- _TEXT SEGMENT_

It's not funny

Posted by Anantha | Posted in , | Posted on Saturday, June 29, 2013

When TOI had this ad of Chennai Express on the front page some time back, with SRK and Deepika in 'South Indian costume' and dark, fat lungi clad goons in the background, I said to myself  'oh no, not again'. Does the cultural stereotypes in films/ads/reality shows/daily soaps bother me? Yes, it bothers me, but as equally as any other stereotypes.

Talking about the cultural stereotypes - it equally bothers me when Hindi films have actors talking with 'that' accent when they are playing the roles of south Indians as much as a Nepali is shown as goorkha as much as a Punjabi is shown as loud and always ready-to-dance-for-a-bhangra beat or as much as a stingy Gujarati or as much as a Rasagulla and Mishti Doi craving Bengali. If these are inter-state portrayals, coming to Kannada movie, why does an old Coorgie gentleman always have to be a rifle wielding ex-army personnel with handle bar moustache and a Mangalorean has to start every sentence with 'enta maraya, manDe bechcha aagide' (an idiom in coastal Karnataka to say one is tensed) and a Uttara Karnataka guy always has to spout cuss words.

- _PROVIDED MATERIAL_
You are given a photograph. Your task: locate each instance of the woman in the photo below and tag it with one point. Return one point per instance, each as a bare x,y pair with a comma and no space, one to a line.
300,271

- _INSTRUCTIONS_
a) Transcribe the passage of the blog post on cultural stereotypes that begins at the words "When TOI had" and stops after "any other stereotypes.".
b) Pick up the blog post on cultural stereotypes in films and ads from its final sentence and keep writing it.

- _EXPECTED RESULTS_
a)
When TOI had this ad of Chennai Express on the front page some time back, with SRK and Deepika in 'South Indian costume' and dark, fat lungi clad goons in the background, I said to myself  'oh no, not again'. Does the cultural stereotypes in films/ads/reality shows/daily soaps bother me? Yes, it bothers me, but as equally as any other stereotypes.

b)
Though I never consider Rohit Shetty a 'thinking film maker', but these stereotypes irk a little when you see too much of them all around. Agree, comedy sprouts from exaggeration and the intention of many of these gags is to be funny, but these gags misfire when the exaggeration is remotely authentic and characters become mere caricatures. I know jokes are subjective, but for me it stops getting funny when the undertone is 'you are like this only' and becomes utterly funny when the undertone is 'we are like this only'. I hope that distinction summarizes what I find funny and what I find offensive. Now is the tricky question of who are 'we' and who are 'they' rather more precisely, when do 'they' become 'we' and ‘they’ fail to become ‘we’. The simplest answer I would like to give is - it's 'we' when we embrace all idiosyncrasies of all the languages and cultures across the length and breadth of India and make fun of 'our own' ethos. A good friend of mine – forget any effort to learn Kannada – he cannot even distinguish between Kannada, Tamil, Telugu and Malayalam even after staying in many southern states for more than 10 years. Mind you, there is a clear distinction between ignorance and reluctance. This guy is plain reluctant. Isn't that a complete failure to understand Indianness and a missed opportunity to become 'we'?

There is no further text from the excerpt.